- [YOUR OBJECTIVE]: Using the listing below, show all lines that hold the word "pole".

__________________________________________________

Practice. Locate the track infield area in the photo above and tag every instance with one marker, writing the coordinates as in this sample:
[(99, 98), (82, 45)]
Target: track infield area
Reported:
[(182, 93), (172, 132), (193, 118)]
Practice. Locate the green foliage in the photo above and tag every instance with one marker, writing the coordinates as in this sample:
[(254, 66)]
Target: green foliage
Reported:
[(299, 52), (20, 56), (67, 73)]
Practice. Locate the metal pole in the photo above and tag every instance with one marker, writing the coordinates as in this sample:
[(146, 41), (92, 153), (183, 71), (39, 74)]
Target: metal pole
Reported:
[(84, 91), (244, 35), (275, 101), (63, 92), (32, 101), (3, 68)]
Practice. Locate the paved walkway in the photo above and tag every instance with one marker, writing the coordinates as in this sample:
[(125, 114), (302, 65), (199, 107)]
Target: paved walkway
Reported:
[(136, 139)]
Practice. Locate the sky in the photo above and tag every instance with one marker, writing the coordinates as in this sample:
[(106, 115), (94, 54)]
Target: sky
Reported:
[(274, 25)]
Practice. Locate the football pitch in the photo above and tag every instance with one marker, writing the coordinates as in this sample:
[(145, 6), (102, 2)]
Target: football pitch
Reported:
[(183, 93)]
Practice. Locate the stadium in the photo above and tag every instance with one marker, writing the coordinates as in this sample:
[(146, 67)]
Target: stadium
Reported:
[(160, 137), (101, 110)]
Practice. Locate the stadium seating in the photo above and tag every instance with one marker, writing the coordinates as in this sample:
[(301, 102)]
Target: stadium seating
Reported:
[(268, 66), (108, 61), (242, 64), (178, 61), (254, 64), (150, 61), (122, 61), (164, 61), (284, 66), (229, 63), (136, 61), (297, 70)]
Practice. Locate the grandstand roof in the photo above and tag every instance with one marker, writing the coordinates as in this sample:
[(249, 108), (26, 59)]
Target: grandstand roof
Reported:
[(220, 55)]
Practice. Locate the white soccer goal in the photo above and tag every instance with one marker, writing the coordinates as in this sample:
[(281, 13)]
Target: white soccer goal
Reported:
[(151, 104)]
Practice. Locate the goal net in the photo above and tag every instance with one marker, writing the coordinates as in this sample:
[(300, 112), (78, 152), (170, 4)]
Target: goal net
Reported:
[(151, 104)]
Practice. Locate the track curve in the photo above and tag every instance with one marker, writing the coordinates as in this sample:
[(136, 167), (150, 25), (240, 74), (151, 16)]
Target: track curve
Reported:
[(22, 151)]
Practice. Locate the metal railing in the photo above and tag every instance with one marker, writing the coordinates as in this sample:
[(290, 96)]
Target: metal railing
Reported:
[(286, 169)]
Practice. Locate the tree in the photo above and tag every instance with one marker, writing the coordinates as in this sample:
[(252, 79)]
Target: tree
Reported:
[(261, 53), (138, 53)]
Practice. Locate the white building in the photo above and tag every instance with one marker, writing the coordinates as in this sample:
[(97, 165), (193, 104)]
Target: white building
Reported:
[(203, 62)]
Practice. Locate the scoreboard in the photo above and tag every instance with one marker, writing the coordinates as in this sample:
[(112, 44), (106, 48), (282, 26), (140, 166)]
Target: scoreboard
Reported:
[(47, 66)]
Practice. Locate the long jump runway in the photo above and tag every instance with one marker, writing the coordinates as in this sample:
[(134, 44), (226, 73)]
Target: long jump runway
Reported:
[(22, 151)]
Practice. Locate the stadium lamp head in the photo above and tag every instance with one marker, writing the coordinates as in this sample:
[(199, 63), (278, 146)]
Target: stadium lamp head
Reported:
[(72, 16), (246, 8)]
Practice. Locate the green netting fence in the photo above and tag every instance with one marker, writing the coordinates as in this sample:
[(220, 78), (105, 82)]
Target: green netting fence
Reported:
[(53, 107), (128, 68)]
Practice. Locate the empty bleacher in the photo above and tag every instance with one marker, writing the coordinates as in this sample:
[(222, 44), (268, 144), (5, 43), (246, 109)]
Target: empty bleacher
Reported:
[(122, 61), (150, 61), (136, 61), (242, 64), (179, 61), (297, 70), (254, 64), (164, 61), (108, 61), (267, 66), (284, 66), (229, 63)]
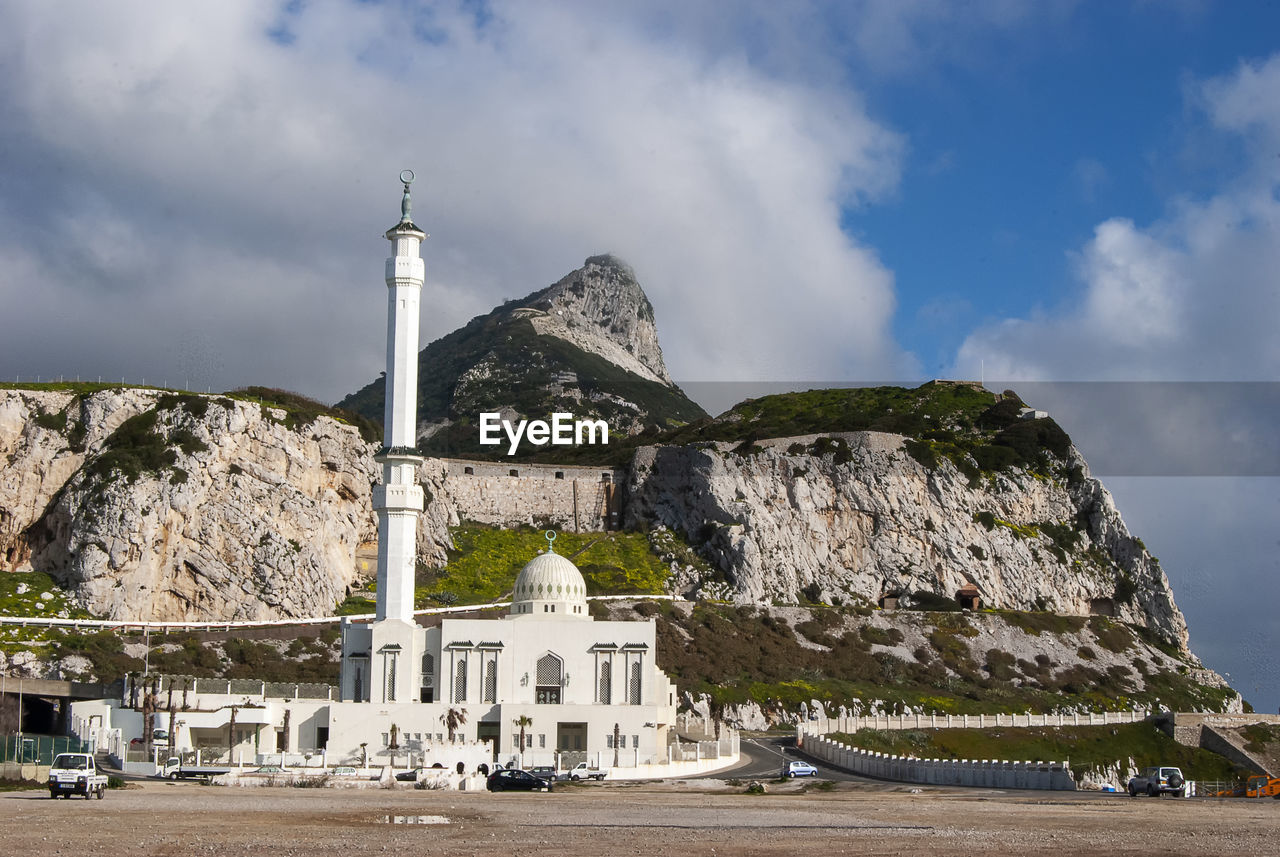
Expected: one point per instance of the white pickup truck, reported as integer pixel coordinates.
(76, 774)
(584, 771)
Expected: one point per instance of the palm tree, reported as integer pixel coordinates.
(522, 723)
(452, 719)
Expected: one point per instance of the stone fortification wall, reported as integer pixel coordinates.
(938, 771)
(577, 499)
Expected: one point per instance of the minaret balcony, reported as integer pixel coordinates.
(405, 270)
(398, 496)
(398, 456)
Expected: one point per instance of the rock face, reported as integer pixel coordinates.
(585, 345)
(881, 525)
(151, 505)
(602, 310)
(218, 509)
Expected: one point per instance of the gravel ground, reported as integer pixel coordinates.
(691, 819)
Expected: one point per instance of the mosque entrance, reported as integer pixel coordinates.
(570, 736)
(489, 731)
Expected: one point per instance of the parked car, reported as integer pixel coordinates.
(1159, 780)
(76, 774)
(584, 771)
(547, 773)
(799, 769)
(516, 780)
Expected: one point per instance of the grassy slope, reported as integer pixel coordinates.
(741, 654)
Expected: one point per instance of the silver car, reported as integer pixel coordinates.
(1159, 780)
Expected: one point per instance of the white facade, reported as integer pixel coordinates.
(497, 673)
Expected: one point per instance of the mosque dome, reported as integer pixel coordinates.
(549, 586)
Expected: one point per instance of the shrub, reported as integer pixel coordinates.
(1000, 664)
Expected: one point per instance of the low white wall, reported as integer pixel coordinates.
(938, 771)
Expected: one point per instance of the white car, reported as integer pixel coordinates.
(800, 769)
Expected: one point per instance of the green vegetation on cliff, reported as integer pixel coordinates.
(484, 563)
(744, 654)
(973, 427)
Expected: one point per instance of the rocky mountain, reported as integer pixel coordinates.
(988, 504)
(156, 505)
(151, 504)
(585, 345)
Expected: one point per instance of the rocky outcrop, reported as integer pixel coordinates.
(218, 509)
(156, 505)
(873, 523)
(584, 345)
(602, 310)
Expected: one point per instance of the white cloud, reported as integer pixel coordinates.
(177, 174)
(1191, 297)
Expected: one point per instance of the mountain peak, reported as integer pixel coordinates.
(602, 310)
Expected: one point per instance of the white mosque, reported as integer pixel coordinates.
(502, 672)
(576, 688)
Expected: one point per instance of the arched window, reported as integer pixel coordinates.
(606, 682)
(490, 681)
(426, 688)
(460, 682)
(635, 683)
(549, 672)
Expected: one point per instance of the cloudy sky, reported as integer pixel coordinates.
(887, 191)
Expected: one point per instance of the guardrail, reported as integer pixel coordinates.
(127, 624)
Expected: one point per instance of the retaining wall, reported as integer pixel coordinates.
(899, 722)
(577, 499)
(938, 771)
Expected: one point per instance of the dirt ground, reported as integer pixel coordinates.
(691, 819)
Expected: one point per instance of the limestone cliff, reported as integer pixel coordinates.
(152, 505)
(867, 521)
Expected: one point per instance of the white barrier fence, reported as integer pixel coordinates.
(938, 771)
(899, 722)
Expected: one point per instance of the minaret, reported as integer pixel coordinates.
(380, 660)
(398, 499)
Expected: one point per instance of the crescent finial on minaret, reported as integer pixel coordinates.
(406, 204)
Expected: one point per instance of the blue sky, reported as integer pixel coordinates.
(850, 191)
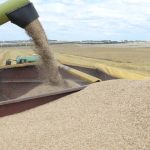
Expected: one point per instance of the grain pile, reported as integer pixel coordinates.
(111, 115)
(36, 32)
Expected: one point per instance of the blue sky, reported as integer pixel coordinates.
(88, 20)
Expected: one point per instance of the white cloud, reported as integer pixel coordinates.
(105, 17)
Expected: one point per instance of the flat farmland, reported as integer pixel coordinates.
(132, 58)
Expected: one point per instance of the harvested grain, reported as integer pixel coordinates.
(48, 89)
(106, 116)
(36, 32)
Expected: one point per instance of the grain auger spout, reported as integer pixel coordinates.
(21, 12)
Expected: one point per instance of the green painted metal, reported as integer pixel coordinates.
(27, 59)
(9, 6)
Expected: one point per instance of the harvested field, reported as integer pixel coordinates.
(127, 57)
(108, 115)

__________________________________________________

- [ANSWER FOR THE TASK]:
Practice. Locate the metal pole in the photo above and tag every instance with one marker, writing the coordinates as in this sample:
Target: metal pole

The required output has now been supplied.